*Tasks and exercises*.
**a)** Answer these questions using the text on climate science, one answer per line, marked the same way:
(i) What sudden temperature change does the text say paleoclimate researchers report for the Younger Dryas Event?
(ii) How many Pacific countries did the report written under contract for Greenpeace cover?
(iii) What does the text call Australia's most prestigious scientific institution?
**b)** In the text on climate science, turn the paragraph beginning "The consistent attempts by a well organised" into a short bulleted list that keeps its main facts.

*Text to read*.
════════════════

My comments on the Younger Dryas Event were as follows:  (1) the Paleoclimate people tell us that there was a sudden change in temperature of about 5°C (2) based on the evidence from today, it was properly a catastrophic yet short lived event from which ecosystems and early human societies probably bounced back from (after 100 years or so), and (3) the precision of the paleoecology record is too blunt to see any impact.  That is, any ecological event (mass mortality etc) that lasts for a period shorter than 500 years generally cannot be seen within the fossil record.  So we will never know what happened etc.

In response to your comment about the Intergovernmental Panel on Climate Change.  You have to ask yourself as a politician, do I trust the Australian scientific community or not.  There is no alternative. If you take Ian Plimer’s unreviewed book, you will find huge errors … and Monckton, Carter, and Lehr are largely unpublished and have long track records of misinformation and deceit.  Clearly, not sources of information that I would use to base policy on.  On the other side, you have hundreds of Australian scientists with the best qualifications lined up along with our most prestigious scientific institution, the Australian Academy of Sciences.  And thousands upon thousands of peer review papers in reputable Australian and international journals.  The question I had to ask you as a budding politician is as follows.  If you are not planning to take the advice of the hundreds of Australia’s scientists (and our Academy of Sciences and CSIRO), who will you be taking your advice from on matters of agriculture, health and engineering sciences?  And how would you handle the universities, given you have implied that most of the people employed by them are corrupt and dishonest?
A government that rejects its entire scientific community (99%) would be a very poor government indeed!

Much ado about nothing.

The consistent attempts by a well organised and well funded denialist movement have recently focused on the sources of information used by the Intergovernmental Panel on Climate Change. Through an transparent set of guidelines to how to deal with literature (the next set of guidelines are about to be published in preparation for AR5), the IPCC has referenced the thousands of scientific papers to gain the latest consensus view on climate and related sciences.  This stands in contrast to the lack of scrutiny, credibility or honesty of the principal champions of denialist viewpoint.  In that case, when one looks at Carter, Bolt, Minchin, Lehr, Joyce, Monckton and Plimer, we see a series of individuals pushing crazy ideas about scientific conspiracy and a Communist world takeover.

Several denialists have focused on a report that came out of a research contract that I undertook for the international conservation group, Greenpeace (click here to download the report).  This relatively short report brought together a number of experts to examine how changes to the health of coral reefs as result of coral bleaching might affect coastal people in 13 Pacific countries. It was written by a series of experts with years of experience, high credibility and tons of peer reviewed publications in the area.  Peer review of the report involved be following appropriate Pacific experts:

·         Dr Mahendra Reddy, Lecturer in Development Studies, University of the South Pacific, Suva.

════════════════

Records from a collection:
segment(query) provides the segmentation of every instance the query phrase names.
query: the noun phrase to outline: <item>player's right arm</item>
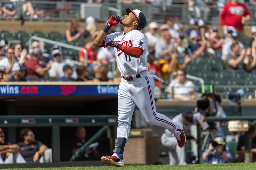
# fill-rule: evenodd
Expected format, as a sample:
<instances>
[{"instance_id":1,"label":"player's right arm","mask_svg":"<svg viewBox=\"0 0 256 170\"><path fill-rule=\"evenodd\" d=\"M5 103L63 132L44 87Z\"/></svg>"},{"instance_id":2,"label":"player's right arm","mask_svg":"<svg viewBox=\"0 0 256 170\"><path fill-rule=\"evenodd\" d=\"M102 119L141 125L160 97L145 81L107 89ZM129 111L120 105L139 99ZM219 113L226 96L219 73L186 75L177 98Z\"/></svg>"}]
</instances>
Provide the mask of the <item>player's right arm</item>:
<instances>
[{"instance_id":1,"label":"player's right arm","mask_svg":"<svg viewBox=\"0 0 256 170\"><path fill-rule=\"evenodd\" d=\"M103 47L104 39L107 35L107 33L111 27L118 24L121 20L120 17L116 15L112 15L106 26L96 37L93 41L93 45L98 47Z\"/></svg>"}]
</instances>

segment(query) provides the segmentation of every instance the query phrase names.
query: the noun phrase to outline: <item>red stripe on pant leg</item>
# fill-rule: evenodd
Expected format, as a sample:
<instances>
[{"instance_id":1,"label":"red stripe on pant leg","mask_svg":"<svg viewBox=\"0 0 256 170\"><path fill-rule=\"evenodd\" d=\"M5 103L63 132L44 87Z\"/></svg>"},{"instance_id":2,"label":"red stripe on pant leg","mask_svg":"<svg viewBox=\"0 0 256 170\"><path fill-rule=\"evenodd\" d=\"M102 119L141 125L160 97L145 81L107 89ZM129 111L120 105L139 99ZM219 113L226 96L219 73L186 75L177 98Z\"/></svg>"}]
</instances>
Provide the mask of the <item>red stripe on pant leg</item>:
<instances>
[{"instance_id":1,"label":"red stripe on pant leg","mask_svg":"<svg viewBox=\"0 0 256 170\"><path fill-rule=\"evenodd\" d=\"M148 80L147 80L147 78L146 77L145 78L145 79L146 79L146 81L147 81L147 85L148 85L148 93L149 93L149 97L150 98L150 102L151 103L151 107L152 108L152 111L153 111L153 115L154 115L154 117L155 117L155 119L156 119L158 121L160 121L161 122L164 122L164 123L167 123L168 125L170 125L170 126L172 126L172 127L173 127L175 129L175 130L177 130L177 131L179 131L179 130L178 130L176 129L176 127L175 126L174 126L173 125L172 125L170 124L170 123L169 123L168 122L165 122L165 121L162 121L162 120L159 120L159 119L158 119L156 117L156 115L155 114L155 113L154 112L154 109L153 109L153 104L152 104L152 97L151 97L151 95L150 95L150 91L149 91L149 85L148 85Z\"/></svg>"}]
</instances>

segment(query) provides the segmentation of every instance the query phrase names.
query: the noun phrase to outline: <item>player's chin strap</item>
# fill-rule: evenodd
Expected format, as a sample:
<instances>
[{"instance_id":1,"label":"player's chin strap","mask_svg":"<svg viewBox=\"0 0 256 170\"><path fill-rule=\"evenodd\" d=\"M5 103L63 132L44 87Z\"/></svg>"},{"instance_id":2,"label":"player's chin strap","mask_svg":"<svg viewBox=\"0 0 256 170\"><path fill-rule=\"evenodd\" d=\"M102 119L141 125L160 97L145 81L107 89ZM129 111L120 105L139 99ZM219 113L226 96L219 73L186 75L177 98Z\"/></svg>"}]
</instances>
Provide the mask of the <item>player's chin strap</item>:
<instances>
[{"instance_id":1,"label":"player's chin strap","mask_svg":"<svg viewBox=\"0 0 256 170\"><path fill-rule=\"evenodd\" d=\"M124 150L124 149L126 142L126 139L123 137L117 137L116 139L113 153L116 153L119 159L121 160L123 159Z\"/></svg>"}]
</instances>

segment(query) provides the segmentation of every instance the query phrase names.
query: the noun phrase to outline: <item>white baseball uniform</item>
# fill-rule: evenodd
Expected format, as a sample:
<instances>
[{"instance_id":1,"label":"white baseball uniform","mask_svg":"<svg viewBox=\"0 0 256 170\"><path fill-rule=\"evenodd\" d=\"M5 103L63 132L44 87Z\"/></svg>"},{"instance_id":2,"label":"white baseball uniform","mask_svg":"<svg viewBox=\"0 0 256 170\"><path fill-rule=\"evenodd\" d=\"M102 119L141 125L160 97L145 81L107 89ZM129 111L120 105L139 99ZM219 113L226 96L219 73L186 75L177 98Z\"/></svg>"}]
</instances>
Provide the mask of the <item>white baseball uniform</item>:
<instances>
[{"instance_id":1,"label":"white baseball uniform","mask_svg":"<svg viewBox=\"0 0 256 170\"><path fill-rule=\"evenodd\" d=\"M133 79L126 81L122 78L119 86L117 137L128 138L135 106L148 124L165 128L175 136L180 135L182 130L181 125L157 112L156 109L153 78L163 81L148 71L144 50L147 48L147 41L144 35L135 30L125 34L123 31L116 32L106 37L123 45L136 47L143 51L140 57L136 58L129 56L117 48L114 48L118 69L122 76L132 76ZM138 74L141 77L137 78L136 75Z\"/></svg>"}]
</instances>

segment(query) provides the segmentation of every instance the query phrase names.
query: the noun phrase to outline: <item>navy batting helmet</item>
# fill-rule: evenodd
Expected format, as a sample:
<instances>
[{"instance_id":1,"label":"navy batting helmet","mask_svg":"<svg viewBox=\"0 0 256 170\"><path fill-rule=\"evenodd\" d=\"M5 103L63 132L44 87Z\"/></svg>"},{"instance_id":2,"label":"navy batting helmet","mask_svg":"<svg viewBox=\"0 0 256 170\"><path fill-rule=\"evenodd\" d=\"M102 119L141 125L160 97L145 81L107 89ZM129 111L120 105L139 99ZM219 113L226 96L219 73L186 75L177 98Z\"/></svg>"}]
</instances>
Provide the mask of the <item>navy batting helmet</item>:
<instances>
[{"instance_id":1,"label":"navy batting helmet","mask_svg":"<svg viewBox=\"0 0 256 170\"><path fill-rule=\"evenodd\" d=\"M132 10L130 8L126 9L126 12L127 14L129 14L130 12L132 12L135 15L139 21L139 27L138 30L140 31L145 27L147 23L146 17L142 12L139 10Z\"/></svg>"}]
</instances>

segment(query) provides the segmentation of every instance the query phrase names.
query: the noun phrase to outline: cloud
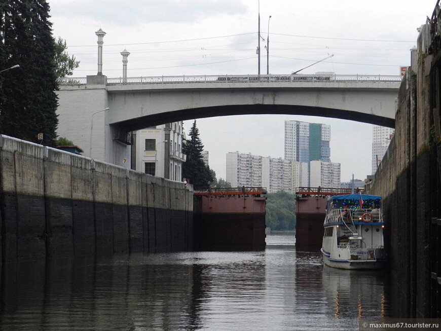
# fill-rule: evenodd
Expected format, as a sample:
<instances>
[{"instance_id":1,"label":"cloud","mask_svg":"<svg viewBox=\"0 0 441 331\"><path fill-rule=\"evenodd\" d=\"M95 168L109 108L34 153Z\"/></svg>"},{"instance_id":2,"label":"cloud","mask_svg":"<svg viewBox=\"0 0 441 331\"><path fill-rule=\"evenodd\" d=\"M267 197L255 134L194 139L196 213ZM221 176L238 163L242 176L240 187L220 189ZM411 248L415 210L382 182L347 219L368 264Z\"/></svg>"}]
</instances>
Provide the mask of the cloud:
<instances>
[{"instance_id":1,"label":"cloud","mask_svg":"<svg viewBox=\"0 0 441 331\"><path fill-rule=\"evenodd\" d=\"M143 22L192 22L218 15L239 15L247 7L237 0L52 0L52 16L84 17L119 25Z\"/></svg>"}]
</instances>

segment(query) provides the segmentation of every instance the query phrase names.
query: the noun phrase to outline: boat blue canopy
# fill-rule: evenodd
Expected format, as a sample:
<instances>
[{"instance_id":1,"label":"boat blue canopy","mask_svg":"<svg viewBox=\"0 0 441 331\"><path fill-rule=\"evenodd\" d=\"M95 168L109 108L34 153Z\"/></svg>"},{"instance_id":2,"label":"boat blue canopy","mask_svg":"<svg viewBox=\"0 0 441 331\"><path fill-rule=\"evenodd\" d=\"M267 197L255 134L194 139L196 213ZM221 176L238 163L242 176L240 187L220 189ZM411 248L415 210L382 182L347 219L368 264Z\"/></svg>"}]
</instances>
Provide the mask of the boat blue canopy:
<instances>
[{"instance_id":1,"label":"boat blue canopy","mask_svg":"<svg viewBox=\"0 0 441 331\"><path fill-rule=\"evenodd\" d=\"M366 200L381 200L382 198L379 195L371 195L370 194L360 194L359 193L353 193L352 194L345 194L344 195L333 195L330 197L330 200L353 200L358 201L360 198L363 201Z\"/></svg>"}]
</instances>

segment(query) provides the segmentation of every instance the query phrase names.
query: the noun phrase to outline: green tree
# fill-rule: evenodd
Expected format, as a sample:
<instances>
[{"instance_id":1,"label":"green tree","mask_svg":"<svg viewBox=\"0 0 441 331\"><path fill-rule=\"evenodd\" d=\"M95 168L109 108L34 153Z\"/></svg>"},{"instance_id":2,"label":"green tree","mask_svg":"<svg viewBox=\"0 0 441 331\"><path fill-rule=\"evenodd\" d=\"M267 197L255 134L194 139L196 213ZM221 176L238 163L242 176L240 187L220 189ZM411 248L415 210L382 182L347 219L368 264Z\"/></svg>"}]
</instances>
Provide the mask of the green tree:
<instances>
[{"instance_id":1,"label":"green tree","mask_svg":"<svg viewBox=\"0 0 441 331\"><path fill-rule=\"evenodd\" d=\"M58 125L55 45L45 0L0 2L0 133L53 146Z\"/></svg>"},{"instance_id":2,"label":"green tree","mask_svg":"<svg viewBox=\"0 0 441 331\"><path fill-rule=\"evenodd\" d=\"M66 52L67 46L66 41L61 37L55 41L55 65L57 66L57 77L65 77L72 73L72 70L80 66L80 61L77 61L74 55L69 56Z\"/></svg>"},{"instance_id":3,"label":"green tree","mask_svg":"<svg viewBox=\"0 0 441 331\"><path fill-rule=\"evenodd\" d=\"M188 178L195 190L206 190L214 178L209 167L204 163L202 155L204 145L199 138L196 120L189 135L190 139L186 140L182 146L182 152L187 157L182 165L182 177Z\"/></svg>"},{"instance_id":4,"label":"green tree","mask_svg":"<svg viewBox=\"0 0 441 331\"><path fill-rule=\"evenodd\" d=\"M266 226L274 230L292 230L296 227L296 198L286 192L267 195Z\"/></svg>"},{"instance_id":5,"label":"green tree","mask_svg":"<svg viewBox=\"0 0 441 331\"><path fill-rule=\"evenodd\" d=\"M65 137L58 137L55 140L55 146L73 146L74 142Z\"/></svg>"},{"instance_id":6,"label":"green tree","mask_svg":"<svg viewBox=\"0 0 441 331\"><path fill-rule=\"evenodd\" d=\"M231 187L231 183L228 182L223 178L219 178L218 179L217 177L216 177L216 173L214 172L214 170L210 169L210 171L211 173L212 177L214 178L213 181L210 183L210 188L219 189Z\"/></svg>"}]
</instances>

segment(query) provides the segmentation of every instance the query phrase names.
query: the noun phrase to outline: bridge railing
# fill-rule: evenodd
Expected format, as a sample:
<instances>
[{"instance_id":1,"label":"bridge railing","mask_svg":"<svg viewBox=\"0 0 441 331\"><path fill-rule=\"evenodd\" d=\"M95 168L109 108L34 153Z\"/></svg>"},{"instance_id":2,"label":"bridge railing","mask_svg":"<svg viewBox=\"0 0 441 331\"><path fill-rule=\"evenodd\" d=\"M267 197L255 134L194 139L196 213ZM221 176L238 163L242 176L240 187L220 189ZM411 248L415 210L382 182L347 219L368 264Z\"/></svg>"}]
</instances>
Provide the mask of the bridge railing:
<instances>
[{"instance_id":1,"label":"bridge railing","mask_svg":"<svg viewBox=\"0 0 441 331\"><path fill-rule=\"evenodd\" d=\"M370 83L400 83L402 77L393 75L203 75L182 76L159 76L107 78L107 85L132 84L167 84L186 83L344 83L369 82ZM60 85L82 85L86 84L85 78L63 77L58 79Z\"/></svg>"},{"instance_id":2,"label":"bridge railing","mask_svg":"<svg viewBox=\"0 0 441 331\"><path fill-rule=\"evenodd\" d=\"M199 196L260 195L266 194L267 188L262 187L212 188L209 190L195 190L194 195Z\"/></svg>"}]
</instances>

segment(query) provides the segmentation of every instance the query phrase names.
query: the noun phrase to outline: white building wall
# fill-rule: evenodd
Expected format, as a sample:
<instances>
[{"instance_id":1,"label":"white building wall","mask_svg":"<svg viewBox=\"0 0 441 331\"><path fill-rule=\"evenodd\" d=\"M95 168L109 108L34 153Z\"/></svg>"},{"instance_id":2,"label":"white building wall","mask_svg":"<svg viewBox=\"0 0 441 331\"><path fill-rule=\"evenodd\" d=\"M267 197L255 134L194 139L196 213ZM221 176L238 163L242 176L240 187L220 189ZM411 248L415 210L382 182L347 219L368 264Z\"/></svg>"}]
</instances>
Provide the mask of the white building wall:
<instances>
[{"instance_id":1,"label":"white building wall","mask_svg":"<svg viewBox=\"0 0 441 331\"><path fill-rule=\"evenodd\" d=\"M377 171L378 165L387 151L394 129L378 125L372 127L372 174Z\"/></svg>"},{"instance_id":2,"label":"white building wall","mask_svg":"<svg viewBox=\"0 0 441 331\"><path fill-rule=\"evenodd\" d=\"M262 157L262 186L269 190L271 170L270 167L270 158Z\"/></svg>"},{"instance_id":3,"label":"white building wall","mask_svg":"<svg viewBox=\"0 0 441 331\"><path fill-rule=\"evenodd\" d=\"M311 187L339 188L341 167L340 163L312 161L310 162Z\"/></svg>"},{"instance_id":4,"label":"white building wall","mask_svg":"<svg viewBox=\"0 0 441 331\"><path fill-rule=\"evenodd\" d=\"M136 131L135 170L145 172L146 164L153 164L155 176L182 181L182 164L186 159L182 152L182 136L181 122ZM147 139L151 143L146 146Z\"/></svg>"},{"instance_id":5,"label":"white building wall","mask_svg":"<svg viewBox=\"0 0 441 331\"><path fill-rule=\"evenodd\" d=\"M319 186L324 187L321 182L321 161L312 161L310 162L309 186L316 188Z\"/></svg>"},{"instance_id":6,"label":"white building wall","mask_svg":"<svg viewBox=\"0 0 441 331\"><path fill-rule=\"evenodd\" d=\"M233 188L238 186L238 158L239 153L227 153L227 173L226 180L231 184Z\"/></svg>"}]
</instances>

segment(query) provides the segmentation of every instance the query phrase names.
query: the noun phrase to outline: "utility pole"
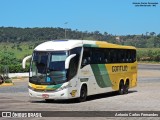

════════════════

*Expected answers*.
**a)**
(i) About 5°C
(ii) 13
(iii) The Australian Academy of Sciences

**b)**
- A well-organized, well-funded denialist movement has recently targeted the sources of information used by the Intergovernmental Panel on Climate Change.
- The IPCC follows transparent guidelines for handling literature. A new set of guidelines is about to be published in preparation for AR5.
- By referencing thousands of scientific papers, the IPCC arrives at the latest consensus view on climate and related sciences.
- The main champions of the denialist viewpoint lack that scrutiny, credibility, and honesty.
- Carter, Bolt, Minchin, Lehr, Joyce, Monckton, and Plimer push crazy ideas about a scientific conspiracy and a Communist world takeover.